-- Given records follows --
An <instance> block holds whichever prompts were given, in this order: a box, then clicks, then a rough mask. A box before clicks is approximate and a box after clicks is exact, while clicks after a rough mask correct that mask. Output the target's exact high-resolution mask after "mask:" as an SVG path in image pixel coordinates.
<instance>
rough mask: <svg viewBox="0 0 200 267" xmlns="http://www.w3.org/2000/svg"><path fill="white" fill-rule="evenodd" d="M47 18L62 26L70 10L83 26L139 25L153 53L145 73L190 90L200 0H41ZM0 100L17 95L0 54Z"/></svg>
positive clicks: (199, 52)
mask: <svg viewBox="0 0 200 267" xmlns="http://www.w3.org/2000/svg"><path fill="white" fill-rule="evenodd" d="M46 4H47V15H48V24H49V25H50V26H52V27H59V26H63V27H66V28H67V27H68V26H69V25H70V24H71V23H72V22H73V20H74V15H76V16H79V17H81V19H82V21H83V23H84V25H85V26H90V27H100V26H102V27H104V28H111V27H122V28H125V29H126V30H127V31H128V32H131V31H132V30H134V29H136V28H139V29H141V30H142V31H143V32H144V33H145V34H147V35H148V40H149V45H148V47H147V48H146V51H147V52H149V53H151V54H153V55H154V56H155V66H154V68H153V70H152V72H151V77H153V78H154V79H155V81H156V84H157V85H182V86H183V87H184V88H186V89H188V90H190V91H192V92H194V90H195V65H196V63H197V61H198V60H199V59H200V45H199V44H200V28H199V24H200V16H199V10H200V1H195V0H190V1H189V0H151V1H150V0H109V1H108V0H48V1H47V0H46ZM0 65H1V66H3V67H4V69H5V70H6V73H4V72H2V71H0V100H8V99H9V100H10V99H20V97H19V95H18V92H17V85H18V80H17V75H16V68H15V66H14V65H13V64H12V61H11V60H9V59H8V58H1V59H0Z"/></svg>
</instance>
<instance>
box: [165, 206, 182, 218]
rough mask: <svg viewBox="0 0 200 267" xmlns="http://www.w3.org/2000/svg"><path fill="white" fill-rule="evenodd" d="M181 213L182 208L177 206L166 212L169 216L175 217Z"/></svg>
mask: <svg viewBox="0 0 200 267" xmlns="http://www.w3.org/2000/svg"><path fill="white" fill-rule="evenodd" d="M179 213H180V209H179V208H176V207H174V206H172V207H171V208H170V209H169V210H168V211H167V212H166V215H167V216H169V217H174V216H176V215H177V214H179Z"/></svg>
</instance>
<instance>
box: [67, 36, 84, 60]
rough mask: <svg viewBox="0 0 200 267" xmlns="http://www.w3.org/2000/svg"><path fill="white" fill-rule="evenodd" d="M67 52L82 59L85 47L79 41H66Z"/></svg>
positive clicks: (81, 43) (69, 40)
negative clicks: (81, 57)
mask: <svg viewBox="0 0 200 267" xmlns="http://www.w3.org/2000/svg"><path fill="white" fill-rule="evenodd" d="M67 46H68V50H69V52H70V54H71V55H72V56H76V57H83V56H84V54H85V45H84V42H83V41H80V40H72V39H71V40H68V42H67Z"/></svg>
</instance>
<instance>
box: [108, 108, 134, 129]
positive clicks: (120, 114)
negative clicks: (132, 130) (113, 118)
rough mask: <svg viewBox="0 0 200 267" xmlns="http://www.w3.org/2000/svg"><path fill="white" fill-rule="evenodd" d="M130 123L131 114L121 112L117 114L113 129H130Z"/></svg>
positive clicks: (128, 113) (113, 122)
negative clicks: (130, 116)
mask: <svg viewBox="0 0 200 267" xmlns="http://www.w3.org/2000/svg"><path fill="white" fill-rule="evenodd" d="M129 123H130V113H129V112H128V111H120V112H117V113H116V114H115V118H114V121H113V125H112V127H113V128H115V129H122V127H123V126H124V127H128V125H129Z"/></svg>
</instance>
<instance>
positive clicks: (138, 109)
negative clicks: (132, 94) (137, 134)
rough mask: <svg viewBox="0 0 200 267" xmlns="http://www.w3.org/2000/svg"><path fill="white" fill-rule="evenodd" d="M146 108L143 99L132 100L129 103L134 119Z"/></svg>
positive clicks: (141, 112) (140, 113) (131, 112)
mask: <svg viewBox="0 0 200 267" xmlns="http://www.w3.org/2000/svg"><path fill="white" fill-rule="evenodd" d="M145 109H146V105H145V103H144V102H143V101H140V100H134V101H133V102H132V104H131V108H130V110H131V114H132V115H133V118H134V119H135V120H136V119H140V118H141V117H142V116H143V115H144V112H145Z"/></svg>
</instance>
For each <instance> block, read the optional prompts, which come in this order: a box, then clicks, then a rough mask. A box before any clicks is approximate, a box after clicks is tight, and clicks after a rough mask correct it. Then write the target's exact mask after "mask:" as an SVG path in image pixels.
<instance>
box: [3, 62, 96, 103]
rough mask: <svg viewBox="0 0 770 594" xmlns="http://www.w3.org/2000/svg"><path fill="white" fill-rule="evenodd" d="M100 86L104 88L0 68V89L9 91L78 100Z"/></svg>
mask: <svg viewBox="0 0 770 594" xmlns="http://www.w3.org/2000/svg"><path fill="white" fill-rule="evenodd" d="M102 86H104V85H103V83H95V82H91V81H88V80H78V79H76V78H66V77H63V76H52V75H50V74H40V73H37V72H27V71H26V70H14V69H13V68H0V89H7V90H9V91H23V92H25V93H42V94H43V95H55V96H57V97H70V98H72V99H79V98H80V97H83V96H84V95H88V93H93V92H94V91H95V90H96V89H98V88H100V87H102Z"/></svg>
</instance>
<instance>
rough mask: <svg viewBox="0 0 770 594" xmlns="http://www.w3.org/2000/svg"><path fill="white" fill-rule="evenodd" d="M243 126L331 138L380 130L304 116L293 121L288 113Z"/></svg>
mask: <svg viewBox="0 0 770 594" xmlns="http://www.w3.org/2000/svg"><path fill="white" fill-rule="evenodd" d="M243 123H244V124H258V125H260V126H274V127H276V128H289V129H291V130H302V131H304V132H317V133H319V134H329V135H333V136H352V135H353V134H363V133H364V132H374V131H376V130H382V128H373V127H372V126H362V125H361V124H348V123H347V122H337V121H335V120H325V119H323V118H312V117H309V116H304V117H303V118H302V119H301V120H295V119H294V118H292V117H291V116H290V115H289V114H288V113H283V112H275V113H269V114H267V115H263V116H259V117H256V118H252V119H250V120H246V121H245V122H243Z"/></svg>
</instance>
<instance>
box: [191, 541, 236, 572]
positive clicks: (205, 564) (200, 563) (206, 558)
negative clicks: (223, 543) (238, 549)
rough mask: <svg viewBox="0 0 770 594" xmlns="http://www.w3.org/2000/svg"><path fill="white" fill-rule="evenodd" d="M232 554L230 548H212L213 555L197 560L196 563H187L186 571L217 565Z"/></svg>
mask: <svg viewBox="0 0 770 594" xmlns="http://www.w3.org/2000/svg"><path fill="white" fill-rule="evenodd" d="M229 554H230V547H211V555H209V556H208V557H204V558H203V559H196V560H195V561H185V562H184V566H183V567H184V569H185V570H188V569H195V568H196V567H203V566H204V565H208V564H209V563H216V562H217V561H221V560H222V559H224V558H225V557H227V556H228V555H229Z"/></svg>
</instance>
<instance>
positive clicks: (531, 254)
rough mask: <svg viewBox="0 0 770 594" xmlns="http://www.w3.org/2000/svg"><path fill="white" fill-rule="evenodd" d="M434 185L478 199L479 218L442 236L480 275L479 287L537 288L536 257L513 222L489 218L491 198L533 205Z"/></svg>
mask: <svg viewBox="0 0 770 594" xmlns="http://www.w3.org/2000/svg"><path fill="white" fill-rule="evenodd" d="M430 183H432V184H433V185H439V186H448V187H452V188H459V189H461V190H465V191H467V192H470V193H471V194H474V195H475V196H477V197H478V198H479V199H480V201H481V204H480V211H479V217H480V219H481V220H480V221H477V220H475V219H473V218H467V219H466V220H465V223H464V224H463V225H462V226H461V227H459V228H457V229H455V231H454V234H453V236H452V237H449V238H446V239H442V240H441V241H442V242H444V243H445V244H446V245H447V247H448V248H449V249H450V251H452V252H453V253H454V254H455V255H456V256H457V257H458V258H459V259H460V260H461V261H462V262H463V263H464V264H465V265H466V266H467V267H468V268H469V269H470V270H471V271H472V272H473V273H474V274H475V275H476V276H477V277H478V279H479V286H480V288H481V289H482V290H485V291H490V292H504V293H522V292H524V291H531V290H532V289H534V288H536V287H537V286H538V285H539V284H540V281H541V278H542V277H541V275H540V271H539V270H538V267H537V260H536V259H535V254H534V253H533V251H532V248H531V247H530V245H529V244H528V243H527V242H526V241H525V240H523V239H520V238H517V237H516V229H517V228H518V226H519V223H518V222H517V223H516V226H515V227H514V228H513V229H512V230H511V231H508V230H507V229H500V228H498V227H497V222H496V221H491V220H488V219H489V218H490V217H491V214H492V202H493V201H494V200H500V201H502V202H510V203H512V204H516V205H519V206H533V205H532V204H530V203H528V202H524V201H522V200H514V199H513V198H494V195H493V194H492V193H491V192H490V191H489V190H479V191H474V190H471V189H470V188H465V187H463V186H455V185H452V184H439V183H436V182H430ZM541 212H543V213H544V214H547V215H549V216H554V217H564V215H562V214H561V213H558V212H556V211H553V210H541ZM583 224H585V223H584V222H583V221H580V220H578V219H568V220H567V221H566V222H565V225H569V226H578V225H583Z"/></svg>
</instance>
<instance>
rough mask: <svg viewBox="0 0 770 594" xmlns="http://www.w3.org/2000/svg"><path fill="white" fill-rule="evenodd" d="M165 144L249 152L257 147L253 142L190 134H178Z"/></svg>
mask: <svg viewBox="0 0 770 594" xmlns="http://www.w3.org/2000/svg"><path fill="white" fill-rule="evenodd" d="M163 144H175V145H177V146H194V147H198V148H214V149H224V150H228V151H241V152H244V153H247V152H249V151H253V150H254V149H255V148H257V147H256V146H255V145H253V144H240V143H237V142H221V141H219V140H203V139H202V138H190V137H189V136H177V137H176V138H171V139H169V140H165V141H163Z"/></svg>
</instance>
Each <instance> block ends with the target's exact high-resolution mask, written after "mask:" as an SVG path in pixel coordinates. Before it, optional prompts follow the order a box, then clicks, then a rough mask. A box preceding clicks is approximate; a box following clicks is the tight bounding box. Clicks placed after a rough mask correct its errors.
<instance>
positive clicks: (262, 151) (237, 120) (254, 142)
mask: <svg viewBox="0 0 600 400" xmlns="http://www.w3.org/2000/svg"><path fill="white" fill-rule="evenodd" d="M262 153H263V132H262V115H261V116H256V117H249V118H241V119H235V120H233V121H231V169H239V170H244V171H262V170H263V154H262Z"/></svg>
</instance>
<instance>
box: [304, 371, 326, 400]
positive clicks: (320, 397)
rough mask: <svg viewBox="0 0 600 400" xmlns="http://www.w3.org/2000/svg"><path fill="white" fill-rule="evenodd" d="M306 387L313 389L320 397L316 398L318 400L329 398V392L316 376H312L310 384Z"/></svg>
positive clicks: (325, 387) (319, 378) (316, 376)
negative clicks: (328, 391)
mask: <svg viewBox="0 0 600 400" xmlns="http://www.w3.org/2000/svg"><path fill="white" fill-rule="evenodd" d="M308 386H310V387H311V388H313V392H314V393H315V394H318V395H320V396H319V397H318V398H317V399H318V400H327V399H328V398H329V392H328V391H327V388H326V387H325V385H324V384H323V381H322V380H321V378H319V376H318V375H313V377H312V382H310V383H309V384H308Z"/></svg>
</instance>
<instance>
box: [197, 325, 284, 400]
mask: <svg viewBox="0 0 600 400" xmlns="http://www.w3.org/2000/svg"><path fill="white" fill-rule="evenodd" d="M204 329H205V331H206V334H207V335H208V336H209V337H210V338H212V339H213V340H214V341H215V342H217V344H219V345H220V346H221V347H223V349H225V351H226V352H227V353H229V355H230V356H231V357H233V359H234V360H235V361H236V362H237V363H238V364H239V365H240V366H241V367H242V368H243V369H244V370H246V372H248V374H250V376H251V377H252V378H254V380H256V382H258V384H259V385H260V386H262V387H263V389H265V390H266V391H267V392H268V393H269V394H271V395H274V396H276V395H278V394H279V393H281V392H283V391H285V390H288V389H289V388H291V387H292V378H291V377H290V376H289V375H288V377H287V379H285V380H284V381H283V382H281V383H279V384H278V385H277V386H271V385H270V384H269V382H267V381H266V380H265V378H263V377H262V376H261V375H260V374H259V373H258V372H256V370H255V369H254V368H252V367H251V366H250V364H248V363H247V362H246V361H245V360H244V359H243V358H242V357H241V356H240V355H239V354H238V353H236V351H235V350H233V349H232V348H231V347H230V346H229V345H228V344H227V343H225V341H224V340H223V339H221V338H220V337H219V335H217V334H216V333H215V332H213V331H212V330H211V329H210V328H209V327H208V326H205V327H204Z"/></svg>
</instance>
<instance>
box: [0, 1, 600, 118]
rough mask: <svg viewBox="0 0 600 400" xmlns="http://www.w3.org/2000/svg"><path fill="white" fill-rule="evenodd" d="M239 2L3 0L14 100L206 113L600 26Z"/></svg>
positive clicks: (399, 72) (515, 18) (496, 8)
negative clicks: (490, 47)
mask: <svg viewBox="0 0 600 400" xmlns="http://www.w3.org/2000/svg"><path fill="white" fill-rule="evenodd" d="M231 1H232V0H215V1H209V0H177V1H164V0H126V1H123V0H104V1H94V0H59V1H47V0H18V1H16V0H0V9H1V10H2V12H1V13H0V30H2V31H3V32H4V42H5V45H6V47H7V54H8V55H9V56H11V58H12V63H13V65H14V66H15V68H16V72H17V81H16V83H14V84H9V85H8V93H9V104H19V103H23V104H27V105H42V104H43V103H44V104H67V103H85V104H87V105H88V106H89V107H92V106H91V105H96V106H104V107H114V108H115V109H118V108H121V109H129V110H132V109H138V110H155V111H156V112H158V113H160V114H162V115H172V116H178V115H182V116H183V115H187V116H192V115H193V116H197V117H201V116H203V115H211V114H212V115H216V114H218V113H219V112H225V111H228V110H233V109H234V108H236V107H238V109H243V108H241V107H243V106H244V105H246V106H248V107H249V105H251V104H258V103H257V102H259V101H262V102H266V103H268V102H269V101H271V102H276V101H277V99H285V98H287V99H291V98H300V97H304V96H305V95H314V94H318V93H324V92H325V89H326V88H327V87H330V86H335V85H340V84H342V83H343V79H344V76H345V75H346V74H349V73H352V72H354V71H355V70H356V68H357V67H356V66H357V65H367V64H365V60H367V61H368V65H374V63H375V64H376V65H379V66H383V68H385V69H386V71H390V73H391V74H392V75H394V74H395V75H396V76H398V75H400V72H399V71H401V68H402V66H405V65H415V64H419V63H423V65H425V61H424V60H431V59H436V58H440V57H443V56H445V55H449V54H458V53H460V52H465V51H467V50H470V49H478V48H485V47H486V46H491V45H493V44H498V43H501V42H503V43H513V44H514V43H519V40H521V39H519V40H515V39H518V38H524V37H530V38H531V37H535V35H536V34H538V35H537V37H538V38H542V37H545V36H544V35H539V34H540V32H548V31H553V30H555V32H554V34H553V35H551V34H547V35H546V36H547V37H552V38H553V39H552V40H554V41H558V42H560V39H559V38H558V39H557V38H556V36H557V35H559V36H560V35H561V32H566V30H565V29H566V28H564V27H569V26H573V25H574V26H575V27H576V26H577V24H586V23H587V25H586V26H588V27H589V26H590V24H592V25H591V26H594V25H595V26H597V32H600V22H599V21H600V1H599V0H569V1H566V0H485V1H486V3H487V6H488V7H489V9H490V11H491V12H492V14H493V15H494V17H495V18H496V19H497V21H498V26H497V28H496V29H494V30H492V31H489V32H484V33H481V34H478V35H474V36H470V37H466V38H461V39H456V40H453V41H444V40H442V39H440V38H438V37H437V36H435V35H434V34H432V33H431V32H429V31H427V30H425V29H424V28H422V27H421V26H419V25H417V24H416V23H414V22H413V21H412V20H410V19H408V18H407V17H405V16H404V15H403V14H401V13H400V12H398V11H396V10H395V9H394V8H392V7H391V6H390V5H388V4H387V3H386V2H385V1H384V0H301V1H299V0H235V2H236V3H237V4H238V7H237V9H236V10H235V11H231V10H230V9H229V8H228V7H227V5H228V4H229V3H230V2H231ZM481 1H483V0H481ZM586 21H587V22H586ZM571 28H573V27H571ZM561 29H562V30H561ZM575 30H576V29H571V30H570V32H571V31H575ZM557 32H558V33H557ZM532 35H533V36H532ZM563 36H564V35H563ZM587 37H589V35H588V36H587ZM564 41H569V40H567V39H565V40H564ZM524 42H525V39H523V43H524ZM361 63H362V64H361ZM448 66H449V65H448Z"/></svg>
-- Given records concluded --
*Work required*. If a line in the material holds the string "tight", count it, then state the number of such lines and nothing else.

*Exercise response*. 2